■ **DIRECTIVE**: Pick out every line in the records below that contains the word "pavement", and copy those lines.

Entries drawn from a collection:
- - -

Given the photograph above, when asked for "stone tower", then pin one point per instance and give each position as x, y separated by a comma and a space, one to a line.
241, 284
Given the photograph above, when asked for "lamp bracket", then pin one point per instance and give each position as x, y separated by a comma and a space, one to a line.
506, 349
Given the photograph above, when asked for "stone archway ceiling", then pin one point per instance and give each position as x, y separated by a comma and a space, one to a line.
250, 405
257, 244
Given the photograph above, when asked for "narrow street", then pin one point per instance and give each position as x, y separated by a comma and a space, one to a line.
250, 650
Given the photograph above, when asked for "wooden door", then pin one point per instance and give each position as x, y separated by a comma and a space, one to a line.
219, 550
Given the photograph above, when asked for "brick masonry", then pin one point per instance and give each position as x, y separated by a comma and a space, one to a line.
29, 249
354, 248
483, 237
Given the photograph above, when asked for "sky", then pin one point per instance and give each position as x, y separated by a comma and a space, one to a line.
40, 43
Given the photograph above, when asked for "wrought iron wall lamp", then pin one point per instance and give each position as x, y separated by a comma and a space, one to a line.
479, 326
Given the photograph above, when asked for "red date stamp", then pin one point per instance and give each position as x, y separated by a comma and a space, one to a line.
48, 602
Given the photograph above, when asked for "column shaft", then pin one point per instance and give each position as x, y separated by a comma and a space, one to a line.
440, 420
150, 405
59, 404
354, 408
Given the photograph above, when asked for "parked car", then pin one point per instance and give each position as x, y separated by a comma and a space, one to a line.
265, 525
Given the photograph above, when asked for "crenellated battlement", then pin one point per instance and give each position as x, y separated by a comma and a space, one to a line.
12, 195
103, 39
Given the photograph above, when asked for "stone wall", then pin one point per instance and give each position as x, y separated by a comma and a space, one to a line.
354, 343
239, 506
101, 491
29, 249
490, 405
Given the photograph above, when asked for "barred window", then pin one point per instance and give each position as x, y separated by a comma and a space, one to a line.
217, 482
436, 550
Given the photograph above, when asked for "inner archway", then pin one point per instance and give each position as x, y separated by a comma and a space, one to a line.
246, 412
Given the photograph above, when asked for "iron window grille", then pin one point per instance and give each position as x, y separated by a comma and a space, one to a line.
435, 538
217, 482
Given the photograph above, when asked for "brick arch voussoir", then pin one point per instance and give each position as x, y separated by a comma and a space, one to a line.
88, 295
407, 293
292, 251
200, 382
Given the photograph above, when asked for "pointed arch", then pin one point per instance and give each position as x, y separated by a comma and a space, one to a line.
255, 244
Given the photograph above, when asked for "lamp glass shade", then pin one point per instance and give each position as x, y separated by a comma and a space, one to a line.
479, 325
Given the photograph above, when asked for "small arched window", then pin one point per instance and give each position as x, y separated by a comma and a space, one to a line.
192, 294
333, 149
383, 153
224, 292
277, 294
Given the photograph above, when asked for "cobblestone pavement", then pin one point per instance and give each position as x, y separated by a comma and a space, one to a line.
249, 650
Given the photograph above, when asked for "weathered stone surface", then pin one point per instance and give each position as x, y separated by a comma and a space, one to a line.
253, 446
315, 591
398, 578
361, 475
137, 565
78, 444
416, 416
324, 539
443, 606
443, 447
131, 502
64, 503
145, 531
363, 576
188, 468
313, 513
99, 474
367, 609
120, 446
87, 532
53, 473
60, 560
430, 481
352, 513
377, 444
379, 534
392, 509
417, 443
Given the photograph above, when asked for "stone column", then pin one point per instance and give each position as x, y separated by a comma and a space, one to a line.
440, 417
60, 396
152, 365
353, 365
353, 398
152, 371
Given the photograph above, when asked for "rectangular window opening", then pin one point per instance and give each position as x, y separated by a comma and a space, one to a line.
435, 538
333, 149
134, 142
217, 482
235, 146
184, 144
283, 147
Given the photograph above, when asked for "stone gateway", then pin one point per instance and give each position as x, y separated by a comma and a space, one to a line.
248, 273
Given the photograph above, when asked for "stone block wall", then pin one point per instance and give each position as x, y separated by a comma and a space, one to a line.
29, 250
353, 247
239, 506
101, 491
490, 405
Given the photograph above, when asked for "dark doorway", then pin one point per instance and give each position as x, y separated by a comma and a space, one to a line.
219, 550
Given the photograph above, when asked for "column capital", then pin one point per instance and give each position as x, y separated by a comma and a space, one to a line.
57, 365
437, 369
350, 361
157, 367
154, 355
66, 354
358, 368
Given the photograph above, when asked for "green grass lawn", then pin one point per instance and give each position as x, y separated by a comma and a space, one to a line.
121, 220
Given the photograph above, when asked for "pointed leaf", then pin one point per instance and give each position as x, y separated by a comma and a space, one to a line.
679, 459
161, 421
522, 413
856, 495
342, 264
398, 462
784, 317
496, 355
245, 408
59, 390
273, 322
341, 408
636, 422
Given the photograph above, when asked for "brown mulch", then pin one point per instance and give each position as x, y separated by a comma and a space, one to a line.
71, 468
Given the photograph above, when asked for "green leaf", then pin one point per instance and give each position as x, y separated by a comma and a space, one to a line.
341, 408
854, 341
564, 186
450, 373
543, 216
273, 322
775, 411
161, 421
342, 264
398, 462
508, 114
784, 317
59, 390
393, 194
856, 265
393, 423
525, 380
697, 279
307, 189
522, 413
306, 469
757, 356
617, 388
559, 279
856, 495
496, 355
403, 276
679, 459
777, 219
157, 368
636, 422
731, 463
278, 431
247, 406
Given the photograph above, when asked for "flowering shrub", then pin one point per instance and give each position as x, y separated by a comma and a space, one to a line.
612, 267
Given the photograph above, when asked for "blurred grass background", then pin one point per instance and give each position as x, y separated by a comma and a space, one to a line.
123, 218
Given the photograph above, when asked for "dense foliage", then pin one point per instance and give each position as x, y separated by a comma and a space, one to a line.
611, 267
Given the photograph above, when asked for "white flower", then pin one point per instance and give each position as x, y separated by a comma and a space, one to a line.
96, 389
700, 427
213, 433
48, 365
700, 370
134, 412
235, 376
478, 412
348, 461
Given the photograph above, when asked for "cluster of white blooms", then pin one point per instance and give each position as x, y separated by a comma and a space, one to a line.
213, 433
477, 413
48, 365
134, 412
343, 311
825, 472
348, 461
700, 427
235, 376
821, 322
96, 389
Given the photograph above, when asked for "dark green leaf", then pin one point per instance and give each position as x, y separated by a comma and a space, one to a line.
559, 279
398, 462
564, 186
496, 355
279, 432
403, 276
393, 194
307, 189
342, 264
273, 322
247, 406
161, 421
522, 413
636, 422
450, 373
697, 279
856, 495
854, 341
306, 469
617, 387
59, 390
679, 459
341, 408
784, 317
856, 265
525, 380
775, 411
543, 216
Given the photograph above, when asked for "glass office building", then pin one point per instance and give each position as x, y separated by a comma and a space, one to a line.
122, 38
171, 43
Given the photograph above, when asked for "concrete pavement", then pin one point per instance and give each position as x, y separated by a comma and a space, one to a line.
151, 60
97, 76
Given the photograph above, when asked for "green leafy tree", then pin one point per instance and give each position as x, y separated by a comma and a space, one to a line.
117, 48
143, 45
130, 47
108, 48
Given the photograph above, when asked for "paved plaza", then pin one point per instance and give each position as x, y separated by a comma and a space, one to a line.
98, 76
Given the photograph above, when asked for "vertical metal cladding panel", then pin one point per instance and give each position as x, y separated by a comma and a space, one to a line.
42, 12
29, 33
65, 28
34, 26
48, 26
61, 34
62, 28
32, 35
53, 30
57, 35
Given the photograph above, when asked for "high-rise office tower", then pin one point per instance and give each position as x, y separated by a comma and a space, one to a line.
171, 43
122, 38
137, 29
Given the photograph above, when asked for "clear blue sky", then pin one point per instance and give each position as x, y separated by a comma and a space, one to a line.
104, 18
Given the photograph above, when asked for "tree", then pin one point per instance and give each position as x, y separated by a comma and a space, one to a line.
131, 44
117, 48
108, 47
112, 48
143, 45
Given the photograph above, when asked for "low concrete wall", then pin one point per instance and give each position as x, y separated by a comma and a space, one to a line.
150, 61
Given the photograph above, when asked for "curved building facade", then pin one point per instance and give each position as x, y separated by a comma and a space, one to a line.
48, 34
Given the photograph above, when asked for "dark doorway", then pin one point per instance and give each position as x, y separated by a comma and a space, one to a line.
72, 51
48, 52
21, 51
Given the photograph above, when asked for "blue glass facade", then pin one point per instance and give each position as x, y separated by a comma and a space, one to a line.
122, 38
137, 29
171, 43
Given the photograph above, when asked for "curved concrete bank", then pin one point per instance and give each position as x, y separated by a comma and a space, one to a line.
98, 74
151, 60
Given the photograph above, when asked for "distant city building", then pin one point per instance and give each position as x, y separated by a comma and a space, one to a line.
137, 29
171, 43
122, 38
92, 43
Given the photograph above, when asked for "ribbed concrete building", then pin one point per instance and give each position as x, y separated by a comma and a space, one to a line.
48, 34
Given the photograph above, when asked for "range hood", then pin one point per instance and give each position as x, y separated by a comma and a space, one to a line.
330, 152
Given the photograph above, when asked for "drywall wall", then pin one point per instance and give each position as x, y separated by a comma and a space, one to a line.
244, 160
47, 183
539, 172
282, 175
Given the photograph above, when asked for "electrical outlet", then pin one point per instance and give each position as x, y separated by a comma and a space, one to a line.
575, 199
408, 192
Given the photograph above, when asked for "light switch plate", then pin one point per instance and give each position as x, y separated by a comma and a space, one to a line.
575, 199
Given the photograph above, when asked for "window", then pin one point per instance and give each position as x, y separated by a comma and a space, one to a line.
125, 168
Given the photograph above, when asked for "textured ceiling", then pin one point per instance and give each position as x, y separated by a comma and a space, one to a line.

- - -

■ **SOLUTION FOR THIS PROBLEM**:
Given the photograph above, when asked for "cobblestone pavement", then pin one point per instance and give each position as x, y separated by a comma and a space, one to a line.
Given the photograph above, when asked for "concrete pavement", then pin one point per instance and give each position as x, y separated by a comma and a space, one to a line.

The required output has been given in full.